Provided passage:
The soft drink makers argued that the law violates their free speech rights, but U.S. District Judge Edward Chen Tuesday denied a request for an injunction, saying the soda barons were unlikely to prevail in court.
The warnings won't appear on soda cans but must cover 20 percent of the area of any ad for sugary drinks that appear on billboards, posters, walls, bus shelters, and transit vehicles. Newspapers and magazines aren't included.
Other government agencies have tried to curb Americans' thirst for sugary drinks, most notably New York City which tried to outlaw the sale of sugary drinks in containers larger than 16 ounces. A state court struck down the law in 2014, saying the city had exceeded its authority.
Phildealphia is currently considering a tax of three cents per ounce on drinks with added sugar and several states are considering requiring warning labels, although none of the efforts appear likely to be implemented anytime soon.

Prompt A:
Copy the passage on soda warning labels word for word, beginning at "Other government agencies" and stopping after "implemented anytime soon.".
Prompt B:
Write the next part of the report on sugary-drink warnings, picking up after its final sentence.

Supplied material:

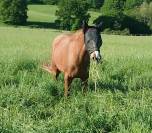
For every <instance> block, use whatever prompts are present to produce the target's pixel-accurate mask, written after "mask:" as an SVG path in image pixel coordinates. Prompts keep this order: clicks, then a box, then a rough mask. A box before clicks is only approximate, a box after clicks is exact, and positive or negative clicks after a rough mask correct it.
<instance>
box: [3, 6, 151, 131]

Response area A:
Other government agencies have tried to curb Americans' thirst for sugary drinks, most notably New York City which tried to outlaw the sale of sugary drinks in containers larger than 16 ounces. A state court struck down the law in 2014, saying the city had exceeded its authority.
Phildealphia is currently considering a tax of three cents per ounce on drinks with added sugar and several states are considering requiring warning labels, although none of the efforts appear likely to be implemented anytime soon.

Response area B:
Such draconian measures may not be necessary. It was reported in March that U.S. soda consumption was at its lowest level since 1985.
"Drinking nine or 10 teaspoons of sugar makes no sense, and most Americans have wised up to what’s really in a single soda,” said Michael F. Jacobson of the Center for Science in the Public Interest when the figures were released.
It's not quite clear what Americans are drinking instead. Giant sugary coffee drinks maybe?